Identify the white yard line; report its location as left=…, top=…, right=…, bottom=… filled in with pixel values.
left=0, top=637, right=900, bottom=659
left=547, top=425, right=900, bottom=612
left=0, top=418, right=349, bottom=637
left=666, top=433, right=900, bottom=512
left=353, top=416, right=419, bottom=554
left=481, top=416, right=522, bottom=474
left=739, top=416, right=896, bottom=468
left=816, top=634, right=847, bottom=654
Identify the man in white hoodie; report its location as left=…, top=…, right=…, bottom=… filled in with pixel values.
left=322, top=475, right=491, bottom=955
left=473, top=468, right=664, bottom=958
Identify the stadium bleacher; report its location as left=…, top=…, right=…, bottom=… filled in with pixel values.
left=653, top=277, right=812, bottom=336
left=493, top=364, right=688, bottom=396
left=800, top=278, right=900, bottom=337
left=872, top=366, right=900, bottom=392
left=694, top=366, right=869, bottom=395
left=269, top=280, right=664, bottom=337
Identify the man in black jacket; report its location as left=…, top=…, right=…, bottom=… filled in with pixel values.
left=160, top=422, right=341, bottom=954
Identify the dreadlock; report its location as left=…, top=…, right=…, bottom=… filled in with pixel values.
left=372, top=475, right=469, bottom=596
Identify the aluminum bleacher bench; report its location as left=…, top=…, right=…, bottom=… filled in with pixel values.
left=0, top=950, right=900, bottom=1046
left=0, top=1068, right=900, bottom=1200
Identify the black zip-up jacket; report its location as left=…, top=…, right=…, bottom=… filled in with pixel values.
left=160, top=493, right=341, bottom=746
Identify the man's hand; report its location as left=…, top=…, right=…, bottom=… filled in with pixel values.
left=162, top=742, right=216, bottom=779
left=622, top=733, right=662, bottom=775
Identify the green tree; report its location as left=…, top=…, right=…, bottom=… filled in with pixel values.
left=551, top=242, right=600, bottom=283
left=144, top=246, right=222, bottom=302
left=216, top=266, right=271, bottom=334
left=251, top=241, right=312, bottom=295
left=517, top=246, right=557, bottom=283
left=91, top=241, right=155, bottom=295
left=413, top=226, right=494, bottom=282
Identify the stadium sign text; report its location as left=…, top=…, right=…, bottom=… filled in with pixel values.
※
-- Your instructions --
Could you update all of the data above by replacing "report its location" with "give its position" wherever it occurs and leaving everything else unchanged?

-- Result of this task --
Identify the white yard line; give its position as left=…, top=…, right=…, bottom=… filled in with pixel values.
left=0, top=637, right=900, bottom=659
left=547, top=425, right=900, bottom=612
left=0, top=418, right=349, bottom=637
left=666, top=433, right=900, bottom=512
left=353, top=416, right=419, bottom=554
left=481, top=416, right=522, bottom=474
left=739, top=416, right=896, bottom=468
left=816, top=634, right=847, bottom=654
Identify the man in white hoodie; give its position as left=…, top=…, right=…, bottom=… filled in with pixel values.
left=322, top=475, right=491, bottom=955
left=473, top=468, right=664, bottom=958
Identify the stadium bleacher; give its position as left=…, top=…, right=…, bottom=… filled in with pixel values.
left=653, top=277, right=812, bottom=336
left=493, top=364, right=688, bottom=396
left=800, top=278, right=900, bottom=337
left=872, top=366, right=900, bottom=392
left=694, top=366, right=869, bottom=395
left=269, top=280, right=664, bottom=337
Identify the man in black jacket; give its position as left=…, top=…, right=…, bottom=… filled in with pixel values.
left=160, top=422, right=341, bottom=954
Identify the dreadlock; give its position as left=…, top=…, right=…, bottom=… filled in with pixel values.
left=372, top=475, right=469, bottom=596
Identify the aluminum bleacher bench; give its position as left=…, top=…, right=…, bottom=… filled in with pixel values.
left=0, top=950, right=900, bottom=1046
left=0, top=1068, right=900, bottom=1200
Identify the black zip-up jacket; give its position as left=…, top=…, right=…, bottom=… filled in with pixel values.
left=160, top=493, right=341, bottom=746
Identify the man's hand; give its position as left=…, top=…, right=…, bottom=… filled in with pixel values.
left=162, top=742, right=216, bottom=779
left=622, top=733, right=662, bottom=775
Identify the green tree; give its position as left=…, top=…, right=…, bottom=… filled in with pixel values.
left=551, top=242, right=600, bottom=283
left=144, top=246, right=222, bottom=302
left=216, top=266, right=271, bottom=334
left=251, top=241, right=312, bottom=295
left=517, top=246, right=557, bottom=283
left=91, top=241, right=155, bottom=295
left=413, top=226, right=494, bottom=282
Identify the stadium sign text; give its position as left=…, top=…, right=…, bottom=… filled in with pixel values.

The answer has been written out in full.